ASSIGNMENT: For each record, copy the text exactly and omit any picture it holds.

RECORDED DATA:
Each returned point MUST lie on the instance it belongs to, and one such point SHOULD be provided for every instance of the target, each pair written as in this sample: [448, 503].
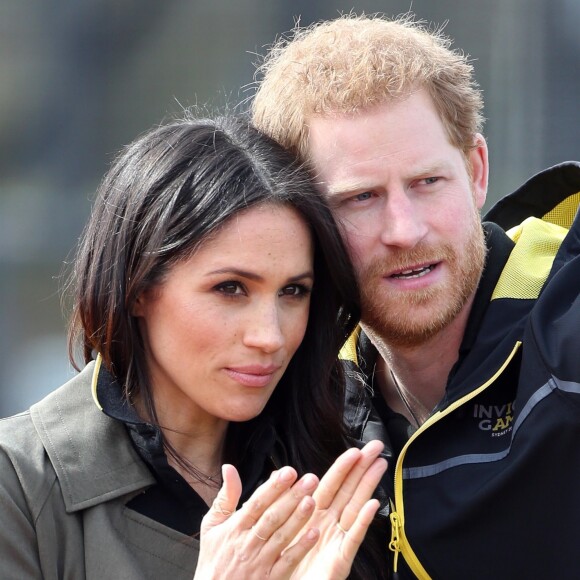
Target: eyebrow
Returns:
[358, 185]
[256, 277]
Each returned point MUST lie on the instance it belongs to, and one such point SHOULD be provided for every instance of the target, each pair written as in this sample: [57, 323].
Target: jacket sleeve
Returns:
[556, 324]
[19, 555]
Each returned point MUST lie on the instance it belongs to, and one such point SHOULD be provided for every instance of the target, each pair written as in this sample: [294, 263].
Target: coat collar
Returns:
[91, 453]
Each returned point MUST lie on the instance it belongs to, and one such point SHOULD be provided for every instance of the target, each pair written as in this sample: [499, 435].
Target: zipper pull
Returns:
[394, 544]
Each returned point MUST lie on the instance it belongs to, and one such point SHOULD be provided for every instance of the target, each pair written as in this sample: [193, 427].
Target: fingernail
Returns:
[285, 474]
[306, 505]
[309, 481]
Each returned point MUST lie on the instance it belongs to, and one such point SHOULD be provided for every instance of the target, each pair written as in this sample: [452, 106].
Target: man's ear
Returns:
[478, 160]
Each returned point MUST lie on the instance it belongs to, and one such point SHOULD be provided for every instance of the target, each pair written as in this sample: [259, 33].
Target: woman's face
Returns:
[222, 327]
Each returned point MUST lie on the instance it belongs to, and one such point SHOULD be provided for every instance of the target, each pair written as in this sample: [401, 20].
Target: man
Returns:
[468, 361]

OUTPUT OF THE EXERCISE:
Each returned point MUST lie on the instance it belongs to, and one such point SHOULD be provided for every instance of the target, each pair written as in this sample: [448, 503].
Target: eyebrow
Returns:
[358, 185]
[256, 277]
Each returned point MUST lie on the instance it belongs to, and one such point SHOULD be provided for every instance of the target, each pair written as in this sample: [57, 323].
Target: jacket sleeve
Returns:
[556, 324]
[19, 555]
Each returned point MUST lie on the instance it belongs to, and one such point SHOULD be provided for every instance of the target, each pair written as in this sample: [294, 263].
Target: coat collar
Returns:
[91, 453]
Each returned point MUST lie on the instance it belongs to, and one such point SHOULD be provided for every instance of the target, each pair written as in this sample: [499, 435].
Target: zipper pull
Returns:
[394, 544]
Each returned point MUST lie on the instance it belongs to, and one such point SHOULD be provided for every instance of the target, each pair written as in this sample: [193, 427].
Target: fingernail
Returns:
[285, 474]
[306, 505]
[309, 481]
Each returned point MUST lie on the instance it belongs to, and one such point SHOULD be provided for every instance of the target, each pair written as in this sample: [452, 106].
Target: man's ear
Returns:
[478, 160]
Each returned point MUST lie on the instance it belongs to, and one such point SHOULD be provided for every instance of the target, each pair written as in this sample: [259, 33].
Target: woman's face
Returns:
[222, 327]
Each returned point MUST lie on the instance it belongs to, and one such point SHOULD be provided for every instance of the target, each pair written as in this sample: [401, 20].
Target: man
Returns:
[468, 361]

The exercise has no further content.